====== Tekst pagina ======

ECLI:NL:RBDHA:2019:4312

Rechtbank Den Haag

Datum uitspraak
26 april 2019
Publicatiedatum
1 mei 2019
Zaaknummer
C/09/570772 / KG ZA 19-299
Instantie
Rechtbank Den Haag
Type
Uitspraak
Rechtsgebied
Civiel recht
Procedures
  • Kort geding
Rechters
Vindplaatsen
  • Rechtspraak.nl
AI samenvatting door LexboostAutomatisch gegenereerd

Vordering tot verwijdering van stalen uitbouw wegens onredelijke hinder

In deze zaak vorderden eisers, eigenaren van een pand, de verwijdering van een stalen uitbouw die door gedaagde, een vastgoedontwikkelaar, was geplaatst. Eisers stelden dat de uitbouw onredelijke hinder veroorzaakte, omdat deze op slechts 25 centimeter van hun dakkapel was gebouwd, waardoor het uitzicht en de lichtinval in de slaapkamer van hun dochter ernstig werden belemmerd. De rechtbank oordeelde dat de aanwezigheid van de stalen uitbouw inderdaad onredelijke hinder veroorzaakte in de zin van artikel 5:50 lid 4 van het Burgerlijk Wetboek (BW). De voorzieningenrechter wees de vorderingen van eisers toe, met uitzondering van de vordering om het zijdak van het pand van gedaagde terug te brengen in de oorspronkelijke staat. De rechtbank legde gedaagde een dwangsom op voor het niet naleven van de geboden, en veroordeelde gedaagde tot betaling van een voorschot op de schadevergoeding als gevolg van een lekkage die eerder had plaatsgevonden. De proceskosten werden eveneens aan gedaagde opgelegd.

======

**Te doen**
1 - Wat legde de rechtbank de gedaagde volgens de tekst over de stalen uitbouw nog meer op, naast het toewijzen van de vorderingen? Noem alles.
2 - Hoe ver van de dakkapel van de eisers stond de uitbouw volgens de tekst over de stalen uitbouw?
3 - Schrijf de tekst over de stalen uitbouw verder vanaf het punt waar die nu ophoudt.

====== Materiaal ======

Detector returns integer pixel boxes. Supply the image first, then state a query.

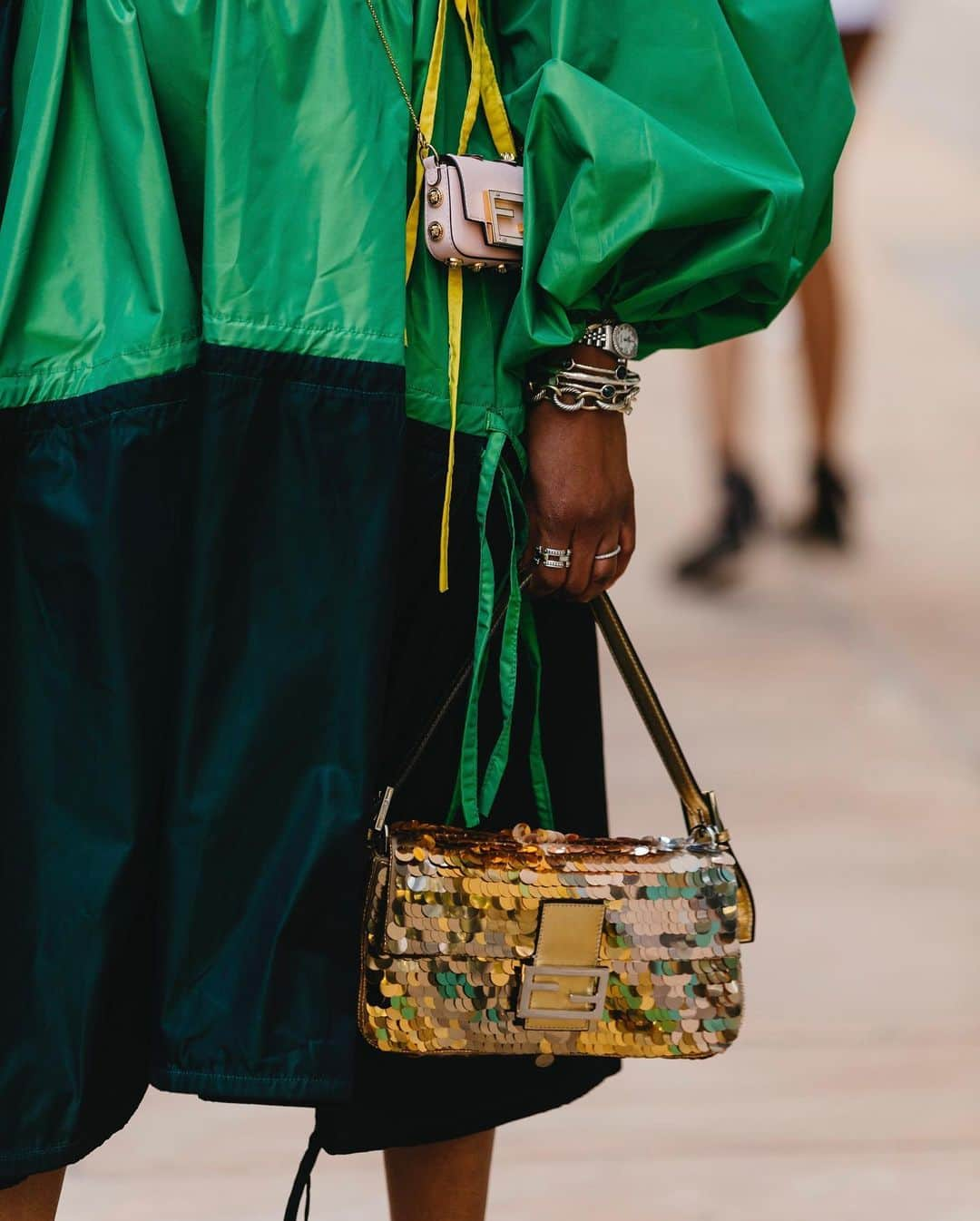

======

**Antwoorden**
1 -
- Een dwangsom voor het niet naleven van de geboden
- Betaling van een voorschot op de schadevergoeding vanwege een eerdere lekkage
- De proceskosten

2 - Op slechts 25 centimeter.

3 -
Uitspraak

vonnis

RECHTBANK DEN HAAG

Team handel - voorzieningenrechter
zaaknummer / rolnummer: C/09/570772 / KG ZA 19-299
Vonnis in kort geding van 26 april 2019
in de zaak van

1.[eiser 1] te [woonplaats 1],

2.
[eiser 2]
te [woonplaats 2],
eisers,
advocaat mr. A.G.A. van Rappard te Den Haag,
tegen
HVM VASTGOED GROEP B.V.te Den Haag,
gedaagde,
advocaat mr. J. Geelhoed te Honselersdijk.
Partijen zullen hierna [eisers] en HVM genoemd worden.

1.De procedure

1.1.
Het verloop van de procedure blijkt uit:
  • de dagvaarding van 28 maart 2019, met producties,
  • de op 12 april 2019 gehouden mondelinge behandeling, waarbij door beide partijen pleitnotities zijn overgelegd.
1.2.
Ter zitting is vonnis bepaald op heden.

2.De feiten

Op grond van de stukken en het verhandelde ter zitting wordt in dit geding van het volgende uitgegaan.
2.1.
[eisers] en HVM zijn eigenaren van naastgelegen panden. [eisers] is sinds
1 juli 2016 eigenaar van de [adres 1] te [plaats 1]. HVM is sinds 15 januari 2019 eigenaar van de [adres 2] te [plaats 2]. HVM is een vastgoedontwikkelaar. De panden betreffen bovenhuizen, gelegen op de eerste, tweede en derde verdieping.
2.2.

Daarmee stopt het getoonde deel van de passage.